# Exercise task:
Count the lines in the records below that contain the string "white", treating case as significant. Give the number alone.

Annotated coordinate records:
--- --- ---
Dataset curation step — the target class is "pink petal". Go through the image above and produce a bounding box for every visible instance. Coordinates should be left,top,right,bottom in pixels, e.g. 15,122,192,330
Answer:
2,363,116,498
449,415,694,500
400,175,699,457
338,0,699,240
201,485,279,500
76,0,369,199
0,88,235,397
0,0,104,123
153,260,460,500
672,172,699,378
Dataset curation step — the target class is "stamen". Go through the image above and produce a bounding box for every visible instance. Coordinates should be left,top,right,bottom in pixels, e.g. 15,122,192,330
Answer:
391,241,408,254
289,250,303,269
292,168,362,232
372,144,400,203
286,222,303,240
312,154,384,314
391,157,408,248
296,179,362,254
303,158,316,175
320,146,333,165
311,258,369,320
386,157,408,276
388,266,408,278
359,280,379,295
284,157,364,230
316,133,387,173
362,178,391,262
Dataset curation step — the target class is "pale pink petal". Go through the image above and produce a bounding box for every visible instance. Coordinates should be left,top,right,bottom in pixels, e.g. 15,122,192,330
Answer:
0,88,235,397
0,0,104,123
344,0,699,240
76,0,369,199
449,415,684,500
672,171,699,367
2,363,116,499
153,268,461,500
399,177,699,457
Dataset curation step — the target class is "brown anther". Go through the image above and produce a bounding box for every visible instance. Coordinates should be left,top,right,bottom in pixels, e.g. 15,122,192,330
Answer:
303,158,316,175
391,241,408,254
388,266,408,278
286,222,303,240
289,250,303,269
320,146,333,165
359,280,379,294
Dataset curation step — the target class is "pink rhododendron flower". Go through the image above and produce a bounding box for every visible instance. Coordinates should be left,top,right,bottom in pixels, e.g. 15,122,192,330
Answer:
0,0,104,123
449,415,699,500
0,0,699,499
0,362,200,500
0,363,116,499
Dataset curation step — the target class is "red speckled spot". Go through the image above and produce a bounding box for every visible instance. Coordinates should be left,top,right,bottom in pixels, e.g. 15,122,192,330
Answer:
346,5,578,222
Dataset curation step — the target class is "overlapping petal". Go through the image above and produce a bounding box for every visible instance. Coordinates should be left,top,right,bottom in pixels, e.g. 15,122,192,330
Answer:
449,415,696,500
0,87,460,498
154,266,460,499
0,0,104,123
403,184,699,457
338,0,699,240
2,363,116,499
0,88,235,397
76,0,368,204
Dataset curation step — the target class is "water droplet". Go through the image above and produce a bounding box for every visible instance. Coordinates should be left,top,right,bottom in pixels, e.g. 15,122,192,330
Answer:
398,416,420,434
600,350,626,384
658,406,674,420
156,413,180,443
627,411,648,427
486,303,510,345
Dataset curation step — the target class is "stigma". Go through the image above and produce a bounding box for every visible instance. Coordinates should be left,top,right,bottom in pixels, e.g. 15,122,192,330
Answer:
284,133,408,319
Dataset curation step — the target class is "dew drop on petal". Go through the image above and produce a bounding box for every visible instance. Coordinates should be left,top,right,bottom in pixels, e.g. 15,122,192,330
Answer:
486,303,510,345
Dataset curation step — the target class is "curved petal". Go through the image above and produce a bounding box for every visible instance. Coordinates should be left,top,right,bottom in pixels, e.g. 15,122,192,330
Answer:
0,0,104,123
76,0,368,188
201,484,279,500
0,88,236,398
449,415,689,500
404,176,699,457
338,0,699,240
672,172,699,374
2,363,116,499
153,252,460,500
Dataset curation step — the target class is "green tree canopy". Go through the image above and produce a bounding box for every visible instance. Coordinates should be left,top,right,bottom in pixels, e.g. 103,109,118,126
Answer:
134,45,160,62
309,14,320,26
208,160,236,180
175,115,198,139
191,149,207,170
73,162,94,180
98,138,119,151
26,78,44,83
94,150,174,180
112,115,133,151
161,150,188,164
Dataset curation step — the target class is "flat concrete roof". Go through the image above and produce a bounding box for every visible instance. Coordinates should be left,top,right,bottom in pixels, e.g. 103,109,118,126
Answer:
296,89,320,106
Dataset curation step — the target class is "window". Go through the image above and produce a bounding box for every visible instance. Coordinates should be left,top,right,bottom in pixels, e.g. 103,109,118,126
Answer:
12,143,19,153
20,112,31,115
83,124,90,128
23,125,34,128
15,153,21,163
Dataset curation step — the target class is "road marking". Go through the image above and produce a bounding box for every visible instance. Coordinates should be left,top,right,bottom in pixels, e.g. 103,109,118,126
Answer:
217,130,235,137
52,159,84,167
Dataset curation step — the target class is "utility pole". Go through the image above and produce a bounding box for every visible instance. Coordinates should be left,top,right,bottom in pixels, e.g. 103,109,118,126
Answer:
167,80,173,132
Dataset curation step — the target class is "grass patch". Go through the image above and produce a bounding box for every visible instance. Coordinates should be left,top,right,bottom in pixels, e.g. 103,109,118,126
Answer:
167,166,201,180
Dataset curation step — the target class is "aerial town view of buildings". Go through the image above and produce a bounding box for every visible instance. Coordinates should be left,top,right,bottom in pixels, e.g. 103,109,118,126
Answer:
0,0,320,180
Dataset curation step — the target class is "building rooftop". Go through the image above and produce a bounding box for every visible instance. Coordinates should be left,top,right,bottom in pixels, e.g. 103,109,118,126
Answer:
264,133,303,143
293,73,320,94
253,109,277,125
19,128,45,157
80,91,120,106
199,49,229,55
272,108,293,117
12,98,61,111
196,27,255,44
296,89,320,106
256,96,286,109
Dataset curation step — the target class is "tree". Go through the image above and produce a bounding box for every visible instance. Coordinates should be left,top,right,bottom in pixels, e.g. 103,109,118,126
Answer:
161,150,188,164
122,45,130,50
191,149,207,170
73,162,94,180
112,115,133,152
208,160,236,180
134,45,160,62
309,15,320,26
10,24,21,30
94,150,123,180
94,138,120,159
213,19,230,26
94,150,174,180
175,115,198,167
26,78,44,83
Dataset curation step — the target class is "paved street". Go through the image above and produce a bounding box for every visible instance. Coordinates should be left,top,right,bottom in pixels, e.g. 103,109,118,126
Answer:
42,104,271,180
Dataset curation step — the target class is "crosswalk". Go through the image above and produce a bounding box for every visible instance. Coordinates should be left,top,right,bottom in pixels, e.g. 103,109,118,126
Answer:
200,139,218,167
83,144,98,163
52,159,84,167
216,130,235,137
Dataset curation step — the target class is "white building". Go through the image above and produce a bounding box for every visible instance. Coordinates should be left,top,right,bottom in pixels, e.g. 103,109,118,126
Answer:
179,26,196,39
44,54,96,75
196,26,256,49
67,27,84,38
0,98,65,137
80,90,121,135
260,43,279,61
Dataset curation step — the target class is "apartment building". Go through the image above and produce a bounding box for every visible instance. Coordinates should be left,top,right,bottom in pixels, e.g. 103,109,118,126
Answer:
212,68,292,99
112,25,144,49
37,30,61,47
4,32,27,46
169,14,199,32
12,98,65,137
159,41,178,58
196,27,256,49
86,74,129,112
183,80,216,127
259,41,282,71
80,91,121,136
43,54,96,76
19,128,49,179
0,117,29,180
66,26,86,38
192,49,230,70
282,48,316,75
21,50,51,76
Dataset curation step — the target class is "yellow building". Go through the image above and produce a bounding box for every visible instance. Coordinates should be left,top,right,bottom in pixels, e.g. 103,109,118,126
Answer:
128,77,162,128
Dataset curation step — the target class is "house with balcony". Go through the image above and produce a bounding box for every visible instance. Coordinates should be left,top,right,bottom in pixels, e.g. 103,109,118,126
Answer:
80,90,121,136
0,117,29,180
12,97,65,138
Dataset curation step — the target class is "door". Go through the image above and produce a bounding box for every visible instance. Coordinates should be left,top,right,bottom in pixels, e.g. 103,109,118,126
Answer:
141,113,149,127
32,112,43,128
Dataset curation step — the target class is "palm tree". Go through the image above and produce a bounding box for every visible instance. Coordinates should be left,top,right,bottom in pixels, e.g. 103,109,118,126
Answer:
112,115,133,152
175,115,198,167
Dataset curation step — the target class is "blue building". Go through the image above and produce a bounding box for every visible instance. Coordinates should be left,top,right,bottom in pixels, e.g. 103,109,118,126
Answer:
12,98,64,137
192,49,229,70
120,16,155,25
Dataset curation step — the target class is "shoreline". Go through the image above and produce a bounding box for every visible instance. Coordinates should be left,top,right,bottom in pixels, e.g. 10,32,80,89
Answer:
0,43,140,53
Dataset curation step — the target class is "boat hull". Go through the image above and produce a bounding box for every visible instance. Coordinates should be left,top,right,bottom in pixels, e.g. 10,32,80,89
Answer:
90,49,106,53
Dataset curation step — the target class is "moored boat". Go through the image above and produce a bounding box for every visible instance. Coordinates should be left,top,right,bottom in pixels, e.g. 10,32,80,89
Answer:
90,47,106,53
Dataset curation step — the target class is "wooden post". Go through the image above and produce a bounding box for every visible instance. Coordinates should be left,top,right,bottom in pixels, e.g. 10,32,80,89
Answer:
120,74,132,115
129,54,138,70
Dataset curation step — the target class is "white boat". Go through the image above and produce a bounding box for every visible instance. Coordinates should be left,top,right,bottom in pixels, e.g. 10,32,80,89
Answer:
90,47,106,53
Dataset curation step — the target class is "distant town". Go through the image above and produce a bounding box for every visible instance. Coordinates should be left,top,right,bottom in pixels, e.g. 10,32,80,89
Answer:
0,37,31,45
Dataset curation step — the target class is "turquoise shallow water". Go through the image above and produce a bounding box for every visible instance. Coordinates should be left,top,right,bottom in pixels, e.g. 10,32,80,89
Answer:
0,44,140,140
--- --- ---
# Full answer:
2